Given passage:
╭──

UCI to play key role in innovative nuclear nonproliferation initiative

Date: 
Tuesday, March 27, 2018

US-UK consortium to test use of antineutrino detector in monitoring reactors

Irvine, Calif., March 27, 2018 – Harnessing the unusual characteristics of elusive subatomic particles known as antineutrinos, the University of California, Irvine will play a key role in a nuclear nonproliferation research collaboration between U.S. and U.K. laboratories and universities.

Sponsored by the U.S. Department of Energy’s National Nuclear Security Administration and managed by Lawrence Livermore National Laboratory, the Advanced Instrumentation Testbed initiative will foster the development of detection hardware and algorithms to improve nuclear security.

“Nuclear reactors produce vast numbers of antineutrinos; they are the only type of reactor emission that cannot be shielded or attenuated. But they can be detected. Therein lies an opportunity,” said AIT co-spokesman Mark Vagins, UCI professor of physics & astronomy.

“The purpose of the testbed is to demonstrate the capability to detect the operations of nuclear reactors at significant distances using antineutrino emissions,” said LLNL physicist and AIT principal investigator Adam Bernstein.

“Since the Nobel Prize-winning discovery of neutrinos by Frederick Reines and Clyde Cowan using a reactor source in the late 1950s, scientists have spent more than 60 years exploring their curious properties,” said Vagins. “Now, after four separate neutrino Nobel Prizes in four consecutive decades [in 1988, 1995, 2002 and 2015], it’s time to see if we can put these fascinating particles to work.”

Carrying no electric charge and much less mass than electrons, neutrinos – and antineutrinos, their antimatter counterparts – interact only very weakly with normal matter. As a result, they can travel through solid objects without slowing down or stopping.

UCI has been at the forefront of neutrino research since its inception: Reines – the neutrino’s co-discoverer – was founding dean of the campus’s School of Physical Sciences. He assembled an impressive faculty, with members participating in some of the most consequential experiments in the history of neutrino and particle physics. Some have measured neutrinos in and above the Antarctic ice.

╰──

Goal:
Pick up the news piece about UCI's part in the antineutrino reactor-monitoring project after its last sentence and keep it going.

Data:

╭──

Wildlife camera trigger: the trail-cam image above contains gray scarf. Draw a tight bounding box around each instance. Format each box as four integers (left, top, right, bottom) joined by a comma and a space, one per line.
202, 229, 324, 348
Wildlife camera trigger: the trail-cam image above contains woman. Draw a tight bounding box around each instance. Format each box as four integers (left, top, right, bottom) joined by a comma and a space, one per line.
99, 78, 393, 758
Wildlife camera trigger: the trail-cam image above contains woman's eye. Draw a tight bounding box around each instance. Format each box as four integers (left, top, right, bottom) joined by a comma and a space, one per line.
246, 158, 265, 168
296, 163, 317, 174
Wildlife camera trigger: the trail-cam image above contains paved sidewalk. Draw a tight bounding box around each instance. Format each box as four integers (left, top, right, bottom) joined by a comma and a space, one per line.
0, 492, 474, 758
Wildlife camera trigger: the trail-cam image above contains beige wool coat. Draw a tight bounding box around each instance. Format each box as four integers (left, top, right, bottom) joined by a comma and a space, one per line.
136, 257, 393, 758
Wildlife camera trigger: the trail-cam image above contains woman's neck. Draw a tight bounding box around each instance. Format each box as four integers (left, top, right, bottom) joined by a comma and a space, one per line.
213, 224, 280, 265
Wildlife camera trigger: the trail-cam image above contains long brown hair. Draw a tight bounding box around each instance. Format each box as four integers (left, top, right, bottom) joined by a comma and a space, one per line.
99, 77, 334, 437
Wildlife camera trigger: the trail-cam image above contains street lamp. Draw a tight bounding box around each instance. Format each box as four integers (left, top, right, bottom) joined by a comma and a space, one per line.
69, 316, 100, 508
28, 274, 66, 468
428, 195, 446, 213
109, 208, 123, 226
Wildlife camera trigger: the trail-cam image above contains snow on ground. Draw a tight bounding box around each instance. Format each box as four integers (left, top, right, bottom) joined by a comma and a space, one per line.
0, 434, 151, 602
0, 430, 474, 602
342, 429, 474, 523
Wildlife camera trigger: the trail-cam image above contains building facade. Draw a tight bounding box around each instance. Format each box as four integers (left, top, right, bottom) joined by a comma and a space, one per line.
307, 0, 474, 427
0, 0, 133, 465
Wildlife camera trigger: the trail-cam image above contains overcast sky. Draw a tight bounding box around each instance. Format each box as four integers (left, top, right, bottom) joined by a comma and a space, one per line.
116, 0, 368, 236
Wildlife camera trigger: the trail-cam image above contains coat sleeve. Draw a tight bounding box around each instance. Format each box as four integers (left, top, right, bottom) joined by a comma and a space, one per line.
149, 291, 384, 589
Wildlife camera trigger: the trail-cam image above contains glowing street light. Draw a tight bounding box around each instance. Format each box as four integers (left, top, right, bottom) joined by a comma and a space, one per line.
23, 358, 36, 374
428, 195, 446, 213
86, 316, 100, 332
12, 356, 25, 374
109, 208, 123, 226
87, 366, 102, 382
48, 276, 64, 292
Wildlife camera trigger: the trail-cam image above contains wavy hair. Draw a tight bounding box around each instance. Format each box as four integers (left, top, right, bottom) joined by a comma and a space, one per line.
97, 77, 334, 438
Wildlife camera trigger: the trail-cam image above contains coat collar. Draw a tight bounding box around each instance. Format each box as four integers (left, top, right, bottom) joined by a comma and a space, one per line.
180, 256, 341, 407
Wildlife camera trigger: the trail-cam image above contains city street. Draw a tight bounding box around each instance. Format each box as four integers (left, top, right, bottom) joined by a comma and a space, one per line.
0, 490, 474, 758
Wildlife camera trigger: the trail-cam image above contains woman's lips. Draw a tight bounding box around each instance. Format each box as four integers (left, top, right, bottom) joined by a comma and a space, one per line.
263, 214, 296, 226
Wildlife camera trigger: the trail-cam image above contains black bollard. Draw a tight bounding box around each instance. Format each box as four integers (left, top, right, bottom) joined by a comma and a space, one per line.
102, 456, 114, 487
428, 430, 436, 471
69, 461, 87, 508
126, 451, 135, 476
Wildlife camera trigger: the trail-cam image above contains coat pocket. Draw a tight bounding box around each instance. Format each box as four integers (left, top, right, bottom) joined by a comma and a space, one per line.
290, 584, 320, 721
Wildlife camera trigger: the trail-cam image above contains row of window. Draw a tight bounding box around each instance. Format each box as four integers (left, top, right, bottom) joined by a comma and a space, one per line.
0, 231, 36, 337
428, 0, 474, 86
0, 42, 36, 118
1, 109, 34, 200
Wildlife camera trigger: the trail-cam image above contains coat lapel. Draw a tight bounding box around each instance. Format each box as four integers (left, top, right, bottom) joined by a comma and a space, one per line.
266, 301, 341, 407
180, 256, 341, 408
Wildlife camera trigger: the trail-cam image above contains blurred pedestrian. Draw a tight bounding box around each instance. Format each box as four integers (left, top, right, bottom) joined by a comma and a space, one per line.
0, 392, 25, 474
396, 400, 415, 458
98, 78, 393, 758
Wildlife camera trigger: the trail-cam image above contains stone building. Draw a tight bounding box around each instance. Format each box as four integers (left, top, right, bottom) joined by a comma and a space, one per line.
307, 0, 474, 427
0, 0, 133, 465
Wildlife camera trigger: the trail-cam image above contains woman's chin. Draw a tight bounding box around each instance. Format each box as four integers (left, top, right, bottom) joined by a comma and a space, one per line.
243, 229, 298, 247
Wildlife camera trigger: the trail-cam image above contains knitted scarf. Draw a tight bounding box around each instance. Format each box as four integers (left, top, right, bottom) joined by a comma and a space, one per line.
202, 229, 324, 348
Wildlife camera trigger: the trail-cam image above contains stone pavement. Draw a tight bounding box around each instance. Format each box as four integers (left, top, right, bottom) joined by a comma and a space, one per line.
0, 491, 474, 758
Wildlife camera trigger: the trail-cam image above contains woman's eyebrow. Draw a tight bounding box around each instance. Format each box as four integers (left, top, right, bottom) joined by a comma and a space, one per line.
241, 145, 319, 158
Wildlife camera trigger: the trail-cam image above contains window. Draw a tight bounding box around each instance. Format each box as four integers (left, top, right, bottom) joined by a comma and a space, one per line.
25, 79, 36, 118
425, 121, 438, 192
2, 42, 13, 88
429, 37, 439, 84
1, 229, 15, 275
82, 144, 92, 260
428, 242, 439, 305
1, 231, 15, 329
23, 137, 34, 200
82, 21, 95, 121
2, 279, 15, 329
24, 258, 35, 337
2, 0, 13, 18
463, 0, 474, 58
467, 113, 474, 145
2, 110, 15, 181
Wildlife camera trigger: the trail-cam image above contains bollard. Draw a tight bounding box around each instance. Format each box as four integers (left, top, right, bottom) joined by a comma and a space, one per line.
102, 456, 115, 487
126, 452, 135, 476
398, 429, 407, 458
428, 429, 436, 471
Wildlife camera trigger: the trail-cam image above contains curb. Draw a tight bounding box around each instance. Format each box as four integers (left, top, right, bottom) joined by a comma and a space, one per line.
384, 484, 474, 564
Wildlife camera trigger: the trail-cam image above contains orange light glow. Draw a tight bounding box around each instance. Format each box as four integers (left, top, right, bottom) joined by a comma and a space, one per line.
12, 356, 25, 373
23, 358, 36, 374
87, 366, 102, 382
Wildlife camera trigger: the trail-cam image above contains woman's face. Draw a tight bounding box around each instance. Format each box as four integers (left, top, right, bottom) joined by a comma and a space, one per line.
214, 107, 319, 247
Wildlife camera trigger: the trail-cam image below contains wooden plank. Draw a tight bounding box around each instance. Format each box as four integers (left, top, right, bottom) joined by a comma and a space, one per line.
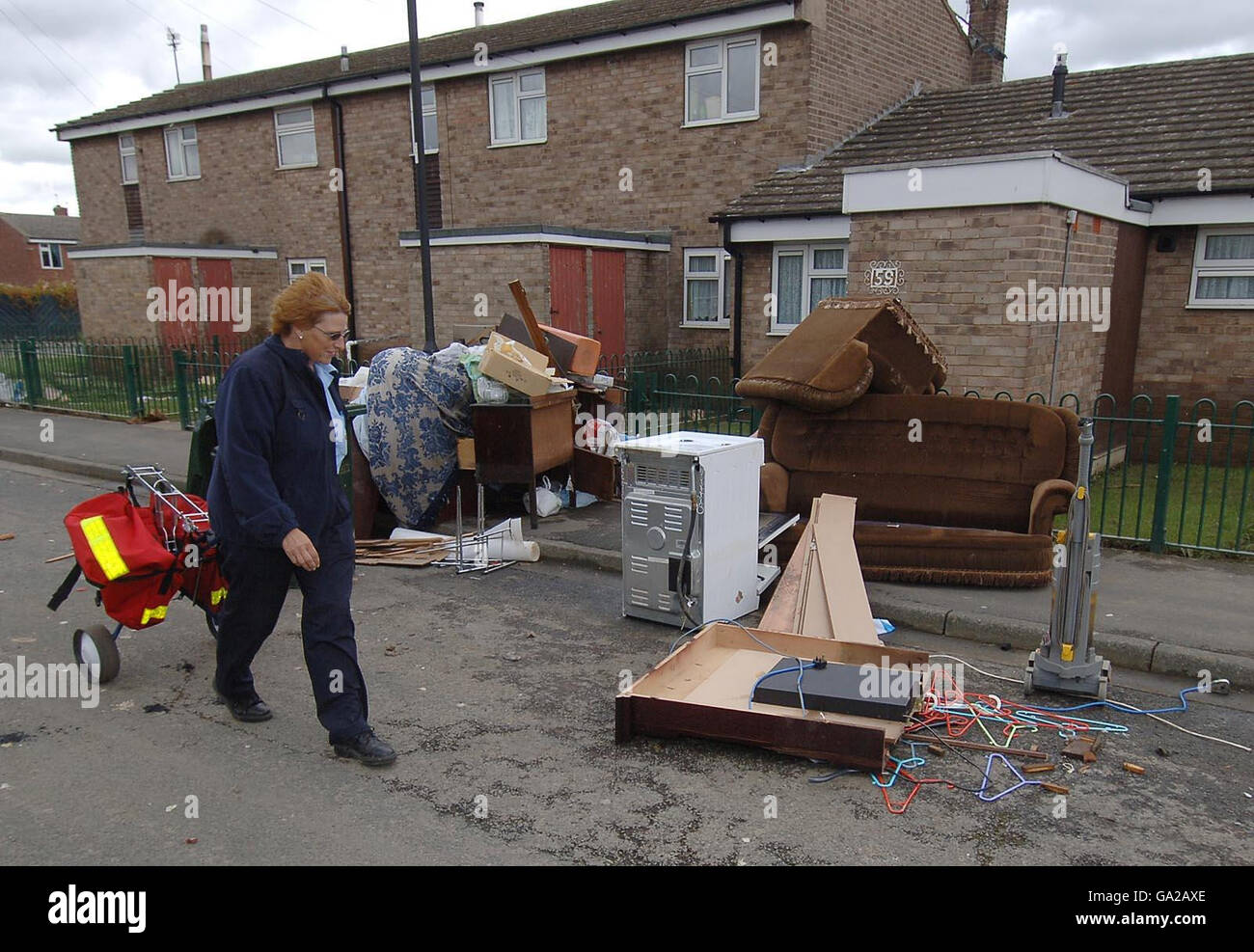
614, 625, 928, 770
757, 526, 810, 632
614, 696, 887, 770
509, 277, 557, 367
802, 493, 881, 644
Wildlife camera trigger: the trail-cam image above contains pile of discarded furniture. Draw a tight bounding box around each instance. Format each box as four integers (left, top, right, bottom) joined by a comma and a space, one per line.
736, 297, 1079, 587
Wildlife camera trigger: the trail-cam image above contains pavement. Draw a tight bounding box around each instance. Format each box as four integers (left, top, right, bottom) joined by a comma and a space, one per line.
0, 408, 1254, 689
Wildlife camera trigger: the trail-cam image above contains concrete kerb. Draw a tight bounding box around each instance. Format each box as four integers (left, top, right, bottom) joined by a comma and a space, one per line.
539, 539, 1254, 688
0, 447, 136, 483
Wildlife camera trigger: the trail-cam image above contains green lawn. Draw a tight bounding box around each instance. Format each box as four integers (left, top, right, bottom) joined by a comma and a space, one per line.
1078, 463, 1254, 553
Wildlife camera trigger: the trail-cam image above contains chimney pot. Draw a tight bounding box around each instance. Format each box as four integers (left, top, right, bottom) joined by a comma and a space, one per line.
201, 22, 213, 83
967, 0, 1010, 85
1050, 42, 1067, 120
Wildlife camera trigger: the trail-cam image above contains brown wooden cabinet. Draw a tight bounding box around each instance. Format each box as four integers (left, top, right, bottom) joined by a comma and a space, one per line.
473, 390, 574, 530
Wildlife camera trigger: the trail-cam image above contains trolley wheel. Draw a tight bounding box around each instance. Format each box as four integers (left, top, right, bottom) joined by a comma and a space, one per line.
74, 625, 122, 685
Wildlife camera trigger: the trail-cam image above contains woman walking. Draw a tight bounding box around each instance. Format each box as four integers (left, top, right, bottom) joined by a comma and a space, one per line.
208, 273, 396, 767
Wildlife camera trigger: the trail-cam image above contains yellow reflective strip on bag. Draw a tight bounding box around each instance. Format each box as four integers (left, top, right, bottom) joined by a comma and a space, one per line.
79, 515, 130, 582
139, 605, 170, 625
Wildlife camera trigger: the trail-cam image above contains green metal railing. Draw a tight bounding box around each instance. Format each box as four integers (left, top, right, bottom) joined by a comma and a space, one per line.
627, 370, 762, 437
0, 339, 247, 421
597, 347, 731, 387
0, 340, 356, 430
941, 390, 1254, 556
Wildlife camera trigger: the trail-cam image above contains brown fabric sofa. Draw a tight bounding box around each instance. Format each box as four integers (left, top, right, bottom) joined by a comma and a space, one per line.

╰──

Result of this exercise:
For the first phase of AIT, called Watchman, a 3,500-ton detector is expected to be built at the site of the Boulby Underground Laboratory, an existing U.K. government-funded science facility operating in a working potash, polyhalite and salt mine on the northeast coast of England.

Slated to become operational in about 2023, the water-based detector will monitor antineutrino emissions from Britain’s Hartlepool nuclear power station from 25 kilometers away – demonstrating a new, scalable technology suitable for the much larger detectors needed to monitor or discover reactors hundreds of kilometers away.

Its technical goal will be to observe operations and detect antineutrinos using water doped with the rare-earth element gadolinium – a technique pioneered by Vagins. A neutron capture agent, gadolinium greatly enhances a water-based detector’s sensitivity to antineutrinos, which generate neutrons by interacting with protons in the water.

Monitoring of this type may be of use in agreements and treaties that call for tracking or restricting the production of fissile materials that could be utilized in nuclear weapons.

“Long-distance reactor sensing for nonproliferation would be the first practical application of neutrinos to solve a real-world problem,” Vagins noted, “and what’s more, since these are antineutrinos, they would represent only the second type of antimatter – after the positrons in PET scanners – to get a day job.”

The Watchman detector, once commissioned, will not just monitor reactors. It will become one of only a few such apparatuses worldwide capable of detecting antineutrino bursts from supernova explosions anywhere in the Milky Way galaxy.

“This innovative project represents a coming together of two disparate research communities, scientific and nuclear nonproliferation, for the benefit of both,” Vagins said. “One has to imagine that Frederick Reines would be amused by the new yet familiar frontiers his old research group at UCI is currently exploring.”

About the University of California, Irvine: Founded in 1965, UCI is the youngest member of the prestigious Association of American Universities. The campus has produced three Nobel laureates and is known for its academic achievement, premier research, innovation and anteater mascot. Led by Chancellor Howard Gillman, UCI has more than 30,000 students and offers 192 degree programs. It’s located in one of the world’s safest and most economically vibrant communities and is Orange County’s second-largest employer, contributing $5 billion annually to the local economy. For more on UCI, visit www.uci.edu.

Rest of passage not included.